**Exercise prompt**
The response should be exactly the number of lines in the material below that contain the word "negative".
-.-.-
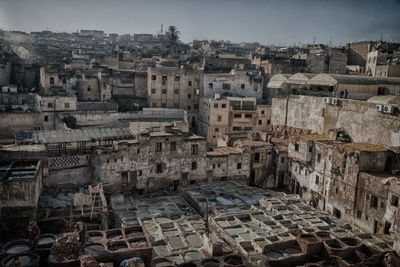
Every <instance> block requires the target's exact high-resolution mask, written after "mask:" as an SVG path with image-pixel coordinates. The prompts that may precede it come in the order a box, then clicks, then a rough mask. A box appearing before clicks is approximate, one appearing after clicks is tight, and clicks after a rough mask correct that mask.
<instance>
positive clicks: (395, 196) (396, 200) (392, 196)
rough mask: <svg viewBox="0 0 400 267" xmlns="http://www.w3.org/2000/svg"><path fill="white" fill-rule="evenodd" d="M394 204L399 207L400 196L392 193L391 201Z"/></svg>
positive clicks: (391, 203) (390, 202)
mask: <svg viewBox="0 0 400 267" xmlns="http://www.w3.org/2000/svg"><path fill="white" fill-rule="evenodd" d="M390 204H391V205H392V206H395V207H397V206H398V205H399V198H398V197H397V196H394V195H392V200H391V201H390Z"/></svg>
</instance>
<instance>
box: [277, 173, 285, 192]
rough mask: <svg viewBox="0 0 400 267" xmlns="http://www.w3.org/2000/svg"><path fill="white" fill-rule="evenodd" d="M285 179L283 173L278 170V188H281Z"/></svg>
mask: <svg viewBox="0 0 400 267" xmlns="http://www.w3.org/2000/svg"><path fill="white" fill-rule="evenodd" d="M284 181H285V173H284V172H280V173H279V176H278V189H279V190H280V189H283V183H284Z"/></svg>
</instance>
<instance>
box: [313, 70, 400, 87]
mask: <svg viewBox="0 0 400 267" xmlns="http://www.w3.org/2000/svg"><path fill="white" fill-rule="evenodd" d="M310 84H313V85H327V86H334V85H336V84H361V85H370V84H382V85H384V84H385V85H399V86H400V78H396V77H372V76H359V75H343V74H327V73H320V74H317V75H315V76H314V77H313V78H311V79H310Z"/></svg>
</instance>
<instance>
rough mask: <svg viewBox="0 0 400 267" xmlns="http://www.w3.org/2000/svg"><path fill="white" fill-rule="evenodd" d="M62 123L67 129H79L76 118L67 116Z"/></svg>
mask: <svg viewBox="0 0 400 267" xmlns="http://www.w3.org/2000/svg"><path fill="white" fill-rule="evenodd" d="M62 122H64V123H65V124H66V125H67V127H68V128H70V129H77V128H78V125H77V121H76V118H75V117H74V116H66V117H64V118H63V119H62Z"/></svg>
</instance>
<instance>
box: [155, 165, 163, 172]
mask: <svg viewBox="0 0 400 267" xmlns="http://www.w3.org/2000/svg"><path fill="white" fill-rule="evenodd" d="M156 173H162V163H157V170H156Z"/></svg>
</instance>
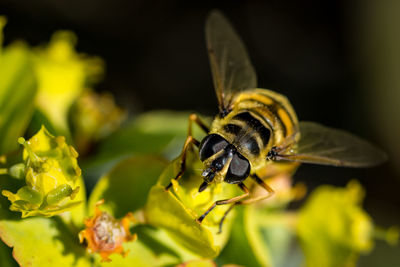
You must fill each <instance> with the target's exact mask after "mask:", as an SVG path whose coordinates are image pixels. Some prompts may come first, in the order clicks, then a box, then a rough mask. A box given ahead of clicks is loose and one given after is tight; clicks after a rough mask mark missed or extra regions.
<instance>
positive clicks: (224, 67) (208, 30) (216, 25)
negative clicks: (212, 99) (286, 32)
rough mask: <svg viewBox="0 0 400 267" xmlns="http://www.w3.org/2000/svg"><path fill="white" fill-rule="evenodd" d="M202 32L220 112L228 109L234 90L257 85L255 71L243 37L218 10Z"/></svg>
mask: <svg viewBox="0 0 400 267" xmlns="http://www.w3.org/2000/svg"><path fill="white" fill-rule="evenodd" d="M205 33H206V42H207V50H208V56H209V59H210V65H211V72H212V76H213V81H214V88H215V91H216V94H217V98H218V102H219V107H220V111H221V112H223V111H227V110H229V106H230V103H231V100H232V96H233V94H234V93H235V92H237V91H240V90H243V89H248V88H256V87H257V77H256V73H255V71H254V68H253V66H252V64H251V62H250V59H249V56H248V54H247V51H246V47H245V46H244V44H243V42H242V40H241V39H240V37H239V36H238V35H237V33H236V32H235V30H234V29H233V27H232V25H231V24H230V23H229V21H228V19H227V18H226V17H225V16H224V15H222V14H221V13H220V12H219V11H216V10H214V11H212V12H211V13H210V15H209V16H208V18H207V21H206V28H205Z"/></svg>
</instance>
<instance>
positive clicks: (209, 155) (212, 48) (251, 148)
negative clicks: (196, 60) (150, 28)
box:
-.-.-
**Response to this exercise**
2